/---

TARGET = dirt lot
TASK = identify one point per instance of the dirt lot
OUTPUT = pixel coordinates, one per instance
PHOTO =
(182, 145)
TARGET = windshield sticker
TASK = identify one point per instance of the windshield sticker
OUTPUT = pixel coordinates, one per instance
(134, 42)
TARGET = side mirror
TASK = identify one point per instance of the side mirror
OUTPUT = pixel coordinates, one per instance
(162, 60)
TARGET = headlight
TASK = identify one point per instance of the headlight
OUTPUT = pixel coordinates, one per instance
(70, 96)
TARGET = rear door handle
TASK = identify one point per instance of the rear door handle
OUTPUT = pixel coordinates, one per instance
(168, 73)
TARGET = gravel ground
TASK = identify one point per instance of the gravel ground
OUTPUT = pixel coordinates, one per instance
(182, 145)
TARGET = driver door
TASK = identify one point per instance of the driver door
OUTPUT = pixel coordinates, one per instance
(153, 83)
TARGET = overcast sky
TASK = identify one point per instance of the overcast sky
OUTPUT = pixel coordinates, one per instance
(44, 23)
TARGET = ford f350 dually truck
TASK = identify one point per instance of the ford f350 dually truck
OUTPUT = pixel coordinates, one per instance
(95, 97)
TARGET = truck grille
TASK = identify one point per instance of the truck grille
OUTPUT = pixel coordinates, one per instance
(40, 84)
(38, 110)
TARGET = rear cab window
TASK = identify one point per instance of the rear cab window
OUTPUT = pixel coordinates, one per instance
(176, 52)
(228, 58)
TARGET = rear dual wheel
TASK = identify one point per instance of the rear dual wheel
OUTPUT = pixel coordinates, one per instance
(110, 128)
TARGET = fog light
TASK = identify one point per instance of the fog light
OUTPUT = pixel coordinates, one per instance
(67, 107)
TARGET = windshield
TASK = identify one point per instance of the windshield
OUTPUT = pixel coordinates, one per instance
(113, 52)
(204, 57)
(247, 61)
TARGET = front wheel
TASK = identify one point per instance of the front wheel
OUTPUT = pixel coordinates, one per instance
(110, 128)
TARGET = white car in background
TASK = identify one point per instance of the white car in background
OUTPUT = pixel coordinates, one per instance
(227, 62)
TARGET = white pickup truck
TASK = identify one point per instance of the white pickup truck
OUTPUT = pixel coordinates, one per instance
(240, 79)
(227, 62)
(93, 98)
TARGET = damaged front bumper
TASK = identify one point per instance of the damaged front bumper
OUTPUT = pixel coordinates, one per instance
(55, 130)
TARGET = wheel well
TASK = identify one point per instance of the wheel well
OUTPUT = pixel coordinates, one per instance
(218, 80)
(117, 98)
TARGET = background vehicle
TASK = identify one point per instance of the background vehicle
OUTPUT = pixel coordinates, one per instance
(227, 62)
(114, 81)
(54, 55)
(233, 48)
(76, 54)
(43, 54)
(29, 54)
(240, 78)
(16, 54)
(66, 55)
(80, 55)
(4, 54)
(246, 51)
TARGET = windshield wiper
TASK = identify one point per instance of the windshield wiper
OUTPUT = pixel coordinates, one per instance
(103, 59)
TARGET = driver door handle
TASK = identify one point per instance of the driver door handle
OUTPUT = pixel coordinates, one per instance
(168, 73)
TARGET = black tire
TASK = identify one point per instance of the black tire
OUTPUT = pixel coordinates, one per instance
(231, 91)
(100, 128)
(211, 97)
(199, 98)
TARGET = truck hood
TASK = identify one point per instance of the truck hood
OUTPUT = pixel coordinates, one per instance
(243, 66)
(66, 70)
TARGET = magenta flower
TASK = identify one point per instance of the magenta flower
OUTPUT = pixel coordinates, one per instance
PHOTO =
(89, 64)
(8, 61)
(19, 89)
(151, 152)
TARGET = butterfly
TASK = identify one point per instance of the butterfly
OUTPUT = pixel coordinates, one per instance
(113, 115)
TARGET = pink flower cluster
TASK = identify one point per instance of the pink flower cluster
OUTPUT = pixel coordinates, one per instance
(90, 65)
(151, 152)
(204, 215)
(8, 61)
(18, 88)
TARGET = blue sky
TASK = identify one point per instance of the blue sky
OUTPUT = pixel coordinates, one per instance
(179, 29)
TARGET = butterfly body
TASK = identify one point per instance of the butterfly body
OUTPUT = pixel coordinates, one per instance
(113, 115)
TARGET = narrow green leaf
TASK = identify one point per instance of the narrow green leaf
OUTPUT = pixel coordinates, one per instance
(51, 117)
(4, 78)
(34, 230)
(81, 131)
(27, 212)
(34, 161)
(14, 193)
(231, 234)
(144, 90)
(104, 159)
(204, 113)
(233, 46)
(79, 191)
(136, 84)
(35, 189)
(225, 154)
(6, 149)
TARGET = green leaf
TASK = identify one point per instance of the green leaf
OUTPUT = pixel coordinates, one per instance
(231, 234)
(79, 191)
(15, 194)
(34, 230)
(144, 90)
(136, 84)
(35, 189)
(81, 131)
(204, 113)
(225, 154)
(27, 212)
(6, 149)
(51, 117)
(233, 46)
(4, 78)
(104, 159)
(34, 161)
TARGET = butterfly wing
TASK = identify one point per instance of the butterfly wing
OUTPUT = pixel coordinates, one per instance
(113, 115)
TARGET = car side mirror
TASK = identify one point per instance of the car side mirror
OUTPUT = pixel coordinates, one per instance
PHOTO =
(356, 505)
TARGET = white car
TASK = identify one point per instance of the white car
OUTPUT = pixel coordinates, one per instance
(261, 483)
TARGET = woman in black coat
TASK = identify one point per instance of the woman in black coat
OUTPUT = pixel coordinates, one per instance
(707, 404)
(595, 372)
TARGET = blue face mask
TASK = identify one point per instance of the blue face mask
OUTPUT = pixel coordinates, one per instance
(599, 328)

\---

■ Set problem:
Quote the line that contains "TARGET = magenta flower" and each line after it through the end of the data, exactly, leaving out everything else.

■ Full answer:
TARGET = magenta flower
TASK = identify one point per instance of the magenta flower
OUTPUT = pixel coordinates, one per instance
PHOTO =
(89, 64)
(8, 61)
(19, 89)
(151, 152)
TARGET = butterfly
TASK = identify one point per instance of the butterfly
OUTPUT = pixel coordinates, one per instance
(113, 115)
TARGET = pink flower cluster
TASK = identify one point per instance of the pink flower cluster
OUTPUT = pixel coordinates, one per instance
(90, 65)
(151, 152)
(204, 215)
(8, 61)
(18, 88)
TARGET = blue sky
TASK = identify one point per instance of the blue sky
OUTPUT = pixel coordinates, one per instance
(179, 29)
TARGET = butterfly body
TASK = identify one point per instance of the butterfly body
OUTPUT = pixel coordinates, one per instance
(113, 115)
TARGET = narrow green leaf
TASK = identify one point per instance of the narrow green leaf
OUTPUT = pixel coordinates, one per instance
(51, 117)
(4, 78)
(34, 230)
(81, 131)
(27, 212)
(34, 161)
(14, 193)
(231, 234)
(144, 90)
(104, 159)
(204, 113)
(233, 46)
(79, 191)
(136, 84)
(35, 189)
(225, 154)
(6, 149)
TARGET = green leaf
TASK = identify one point per instance of the green leaf
OUTPUT = pixel coordinates, one per instance
(231, 234)
(79, 191)
(15, 194)
(34, 230)
(144, 90)
(136, 84)
(35, 189)
(81, 131)
(204, 113)
(225, 154)
(27, 212)
(6, 149)
(51, 117)
(233, 46)
(4, 78)
(104, 159)
(34, 161)
TARGET = butterfly wing
TASK = identify one point per instance of the butterfly wing
OUTPUT = pixel coordinates, one per instance
(113, 115)
TARGET = car side mirror
TASK = identify one point per instance of the car side mirror
OUTPUT = pixel coordinates, one per instance
PHOTO =
(356, 505)
TARGET = white car
TASK = identify one point per instance of the white car
OUTPUT = pixel coordinates, one per instance
(261, 483)
TARGET = woman in black coat
TASK = identify one point per instance of the woman in black coat
OUTPUT = pixel coordinates, one per instance
(707, 404)
(595, 372)
TARGET = blue face mask
TASK = identify one point per instance of the blue face mask
OUTPUT = pixel coordinates, one per instance
(599, 328)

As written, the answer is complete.